- **Задание 1**
Перечисли все качества, символом которых, согласно исходному тексту, считается Полярная звезда.
- **Задание 2**
Продолжи рассуждение о звездных толкованиях имени Мария в элегии Пушкина, начав сразу после последнего предложения исходного текста.

- **Исходный текст**
******
Нам кажется, нет, ибо Орлов ничего не говорит о том, что указанная Екатериной звезда может быть названа ее именем. Насколько мы можем судить, не встречается имя Екатерина и в астронимике — как древней, так и современной Пушкину. Правда, В. В. Набоков сделал попытку разрешить противоречие, предположив, что Екатерина Раевская, красавица, подобная Венере («a very Venus in beauty»), наверное, отождествляла себя с Кипридой и в шутку приветствовала вечерний восход Венеры ученой игрой с именами: «katharos and Kypris, Kitty R. and Kytheria»[19]. Однако это всего лишь беспочвенная догадка, притом заведомо недобросовестная, так как она основана на игнорировании правильных ударений и произносительных норм. По сути дела, из письма Орлова следует лишь, что у Екатерины была какая-то своя заветная звезда или планета, появление которой на вечернем небосклоне имело для них с мужем некий важный интимный смысл. Но подобные же заветные звезды могли быть и у других сестер Раевских, чьи имена, в отличие от имени Екатерины, имеют прямые астронимические соответствия.

Вопрос о «звездных» параллелях к имени Мария уже поднимался в пушкинистике.

«Через И. Н. Розанова мы узнали, — писал Б. М. Соколов, — что Вячеслав Ив. Иванов, толкуя в руководимом им Пушкинском семинарии это стихотворение <РОЛГ>, <…> объяснил, что в католическом мире Венера (Таврическая звезда) носит, между прочим, название „Звезды Марии“»[20]. Малограмотное объяснение Соколова попробовал уточнить В. В. Вересаев, писавший:

От М. О. Гершензона я слышал, что Вяч. Ив. Иванов толкует разбираемое место так: в средневековых католических гимнах дева-Мария называется stella maris (звезда моря), а stella maris было название планеты Венеры. Мне такое объяснение представлялось слишком ученым и громоздким: ну, где было знать Пушкину и девицам Раевским, как называли деву-Марию средневековые католические гимны? Однако, веское подтверждение мнению Вяч. Ив. Иванова мы находим в черновике Пушкинского «Акафиста К. Н. Карамзиной»:

Святой Владычице, Звезде морей, небесной деве… [III: 597]

Значит, Пушкину было известно название девы-Марии — stella maris.[21]

К сожалению, В. В. Вересаев не исправил главную ошибку Вячеслава Иванова (или кого-то из посредников) и не указал, что словосочетание Stella maris (или Maris stella) — прономинация Девы Марии, считавшаяся переводом древнееврейского имени Мариам, — никогда не было и не могло быть названием Венеры как вечерней звезды. Католическая традиция, восходящая к отцам церкви, соприравнивает Деву Марию к путеводной звезде, с помощью которой христианин должен провести «кораблик своей души» через бурное море искушений и грехов в гавань вечного спасения. «Смотри на звезду, взывай к Марии» («respice stellam, voca Mariam») — гласил рефрен знаменитой 17‐й главы второй проповеди св. Бернара Клервоского «De laudibus Virginis Matris», где уподобление Богоматери «звезде моря» развернуто в выразительную аллегорическую картину[22]. Соответственно, в средневековой астронимике Stella maris стало одним из общеупотребительных названий Полярной звезды, которая почти не движется при суточном вращении звездного неба, является удобнейшим ориентиром при навигации и поэтому считается символом устойчивости, неизменности, веры, надежды, любви, добродетели и спасения[23]. В XV веке св. Бернардин посвятил сопоставлению Девы Марии и Полярной звезды большую часть одной из проповедей[24]; в специальной литературе XVIII и XIX веков о синонимичности названий Stella maris и Stella polaris говорится как о факте, хорошо известном читателю[25]. Таким образом, если Пушкин в последних строках РОЛГ подразумевал Марию и Stella maris, то ключом к разгадке становилось само название альманаха, где элегия была впервые напечатана.
******
- **Данные**
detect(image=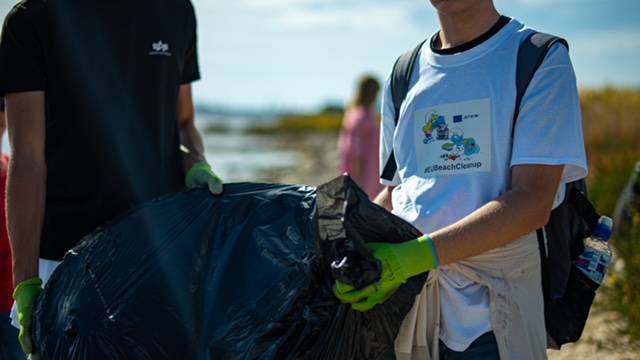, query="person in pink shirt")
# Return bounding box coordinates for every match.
[339,75,382,198]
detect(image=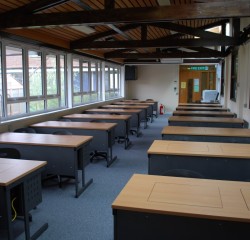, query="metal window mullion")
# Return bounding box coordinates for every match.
[23,47,30,114]
[2,41,7,117]
[79,58,83,103]
[42,52,47,110]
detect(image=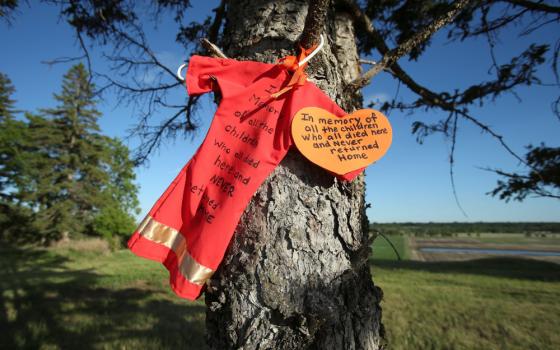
******
- **Ответ 1**
Устойчивость, неизменность, вера, надежда, любовь, добродетель, спасение.

- **Ответ 2**
«Мариинскую» гипотезу, однако, приходится отвергнуть — прежде всего потому, что пушкинское описание «Таврической звезды» в РОЛГ к Полярной звезде неприменимо: у Пушкина «вечерняя звезда» восходит, тогда как Полярная звезда всегда стоит на одном месте; у Пушкина луч звезды осеребряет залив и горы, тогда как Полярная звезда светит не очень ярко и ничего осеребрить, конечно же, не может. Кроме того, очень трудно себе представить, чтобы шестнадцатилетняя Мария Раевская изучала средневековых экзегетов или астронимические справочники. Навряд ли был знаком с ними и молодой Пушкин.

Другое дело — античная мифология, в которой, как заметил П. К. Губер, имеется «миф о превращении в звезду Елены Спартанской. Этот миф могли знать и сестры Раевские, и Пушкин. Наконец, поэту еще со времени лицейских уроков должна была быть известна Горацианская строка:

…fratres Helenae, lumina <sic! правильно: lucida> sidera.

По всем этим соображениям, „Таврическая звезда“ скорее всего должна быть относима к Елене Раевской»[26].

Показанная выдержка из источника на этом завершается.